━━━━━ Information shown ━━━━━

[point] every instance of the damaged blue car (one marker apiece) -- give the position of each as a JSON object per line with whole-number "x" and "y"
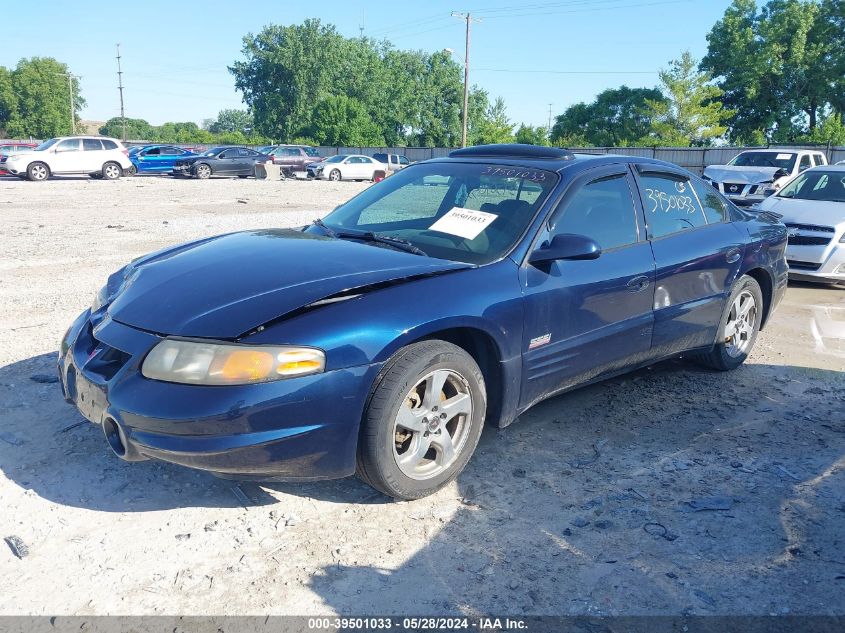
{"x": 381, "y": 339}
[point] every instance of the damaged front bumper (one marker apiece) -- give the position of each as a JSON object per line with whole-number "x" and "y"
{"x": 296, "y": 429}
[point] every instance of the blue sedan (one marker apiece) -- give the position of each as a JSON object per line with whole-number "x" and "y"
{"x": 457, "y": 293}
{"x": 157, "y": 159}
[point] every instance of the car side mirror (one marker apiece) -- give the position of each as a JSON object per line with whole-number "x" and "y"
{"x": 566, "y": 246}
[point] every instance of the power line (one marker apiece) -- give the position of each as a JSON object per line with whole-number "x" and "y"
{"x": 469, "y": 20}
{"x": 120, "y": 88}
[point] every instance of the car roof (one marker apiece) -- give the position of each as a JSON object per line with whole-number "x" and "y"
{"x": 837, "y": 167}
{"x": 552, "y": 159}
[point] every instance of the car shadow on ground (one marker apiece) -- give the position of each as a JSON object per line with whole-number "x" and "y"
{"x": 670, "y": 490}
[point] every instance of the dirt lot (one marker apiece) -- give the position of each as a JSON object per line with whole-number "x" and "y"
{"x": 670, "y": 490}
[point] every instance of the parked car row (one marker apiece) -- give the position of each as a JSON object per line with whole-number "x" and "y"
{"x": 101, "y": 157}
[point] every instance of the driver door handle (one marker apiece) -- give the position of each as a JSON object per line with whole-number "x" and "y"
{"x": 638, "y": 283}
{"x": 733, "y": 255}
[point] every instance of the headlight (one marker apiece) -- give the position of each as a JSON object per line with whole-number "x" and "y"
{"x": 100, "y": 299}
{"x": 199, "y": 363}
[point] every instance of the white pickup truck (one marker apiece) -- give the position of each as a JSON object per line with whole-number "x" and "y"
{"x": 754, "y": 175}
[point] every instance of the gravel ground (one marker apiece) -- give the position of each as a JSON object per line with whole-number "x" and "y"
{"x": 671, "y": 490}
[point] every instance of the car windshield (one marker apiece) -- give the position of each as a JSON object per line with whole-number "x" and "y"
{"x": 781, "y": 160}
{"x": 816, "y": 185}
{"x": 472, "y": 213}
{"x": 46, "y": 145}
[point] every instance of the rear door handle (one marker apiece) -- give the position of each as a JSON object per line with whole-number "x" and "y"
{"x": 733, "y": 255}
{"x": 638, "y": 283}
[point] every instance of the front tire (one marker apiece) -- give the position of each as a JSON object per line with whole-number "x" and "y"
{"x": 423, "y": 420}
{"x": 203, "y": 171}
{"x": 112, "y": 171}
{"x": 37, "y": 172}
{"x": 739, "y": 326}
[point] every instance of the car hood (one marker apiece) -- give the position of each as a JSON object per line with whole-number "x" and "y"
{"x": 747, "y": 175}
{"x": 812, "y": 212}
{"x": 226, "y": 286}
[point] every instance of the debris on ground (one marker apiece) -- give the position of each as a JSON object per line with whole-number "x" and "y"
{"x": 18, "y": 547}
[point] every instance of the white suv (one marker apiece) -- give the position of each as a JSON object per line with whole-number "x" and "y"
{"x": 97, "y": 156}
{"x": 754, "y": 175}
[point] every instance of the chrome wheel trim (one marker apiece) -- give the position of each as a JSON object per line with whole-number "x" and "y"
{"x": 742, "y": 320}
{"x": 432, "y": 425}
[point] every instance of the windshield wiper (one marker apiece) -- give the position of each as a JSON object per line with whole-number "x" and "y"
{"x": 396, "y": 242}
{"x": 369, "y": 236}
{"x": 329, "y": 231}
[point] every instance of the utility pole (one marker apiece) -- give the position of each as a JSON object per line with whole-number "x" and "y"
{"x": 469, "y": 20}
{"x": 120, "y": 88}
{"x": 70, "y": 79}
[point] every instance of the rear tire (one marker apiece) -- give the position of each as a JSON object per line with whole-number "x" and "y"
{"x": 423, "y": 420}
{"x": 739, "y": 326}
{"x": 37, "y": 172}
{"x": 111, "y": 171}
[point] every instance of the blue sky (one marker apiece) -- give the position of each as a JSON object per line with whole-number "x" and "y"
{"x": 175, "y": 53}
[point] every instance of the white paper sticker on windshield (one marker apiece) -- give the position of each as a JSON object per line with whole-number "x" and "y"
{"x": 466, "y": 223}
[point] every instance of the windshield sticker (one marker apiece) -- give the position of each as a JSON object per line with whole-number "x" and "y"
{"x": 466, "y": 223}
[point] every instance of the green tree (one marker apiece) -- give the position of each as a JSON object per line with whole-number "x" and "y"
{"x": 530, "y": 135}
{"x": 690, "y": 113}
{"x": 495, "y": 127}
{"x": 8, "y": 98}
{"x": 232, "y": 120}
{"x": 136, "y": 129}
{"x": 42, "y": 99}
{"x": 617, "y": 117}
{"x": 287, "y": 71}
{"x": 343, "y": 121}
{"x": 780, "y": 66}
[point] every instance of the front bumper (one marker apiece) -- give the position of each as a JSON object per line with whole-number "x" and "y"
{"x": 743, "y": 194}
{"x": 825, "y": 264}
{"x": 297, "y": 429}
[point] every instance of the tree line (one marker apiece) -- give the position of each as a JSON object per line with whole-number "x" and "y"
{"x": 772, "y": 74}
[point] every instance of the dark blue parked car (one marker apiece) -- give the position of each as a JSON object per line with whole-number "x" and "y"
{"x": 459, "y": 291}
{"x": 157, "y": 159}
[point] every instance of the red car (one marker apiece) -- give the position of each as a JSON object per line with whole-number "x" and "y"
{"x": 7, "y": 149}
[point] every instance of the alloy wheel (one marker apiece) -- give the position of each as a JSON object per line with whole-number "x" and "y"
{"x": 739, "y": 329}
{"x": 432, "y": 424}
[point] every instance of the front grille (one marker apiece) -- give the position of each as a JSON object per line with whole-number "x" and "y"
{"x": 811, "y": 227}
{"x": 811, "y": 266}
{"x": 808, "y": 240}
{"x": 107, "y": 361}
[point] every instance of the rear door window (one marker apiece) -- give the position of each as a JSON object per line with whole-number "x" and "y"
{"x": 805, "y": 163}
{"x": 670, "y": 204}
{"x": 715, "y": 209}
{"x": 602, "y": 210}
{"x": 68, "y": 145}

━━━━━

▶ _What to do_:
Retype, exactly and only, the lines running from the one with "[point] every instance of the tree" through the final line of the listing above.

▶ _Exercise result_:
[point] every instance of the tree line (one marker apiece) -- give the position of each as a JSON object per line with whole-number "x" and "y"
{"x": 772, "y": 74}
[point] every instance of the dark blue parked car (one marker apiece) -- give the position of each as a JSON object per line with whole-number "x" and "y"
{"x": 459, "y": 291}
{"x": 157, "y": 159}
[point] every instance of the red car (one marker apiece) -- give the position of each as a JSON object per line with whole-number "x" and "y"
{"x": 7, "y": 149}
[point] every instance of the alloy wheel (one marker apiece) -- give the position of each as a JSON object per line with whole-number "x" and "y"
{"x": 739, "y": 329}
{"x": 432, "y": 424}
[point] every instance of the front grille (one marker apiece) -- give the position of each as a JSON object per line with whole-number "x" and "y"
{"x": 811, "y": 227}
{"x": 811, "y": 266}
{"x": 808, "y": 240}
{"x": 107, "y": 361}
[point] every instance of the rear door window (one marker apiece) -- give the position of each as a JSON object per line with whole-number "x" and "y"
{"x": 805, "y": 163}
{"x": 670, "y": 204}
{"x": 715, "y": 209}
{"x": 602, "y": 210}
{"x": 68, "y": 145}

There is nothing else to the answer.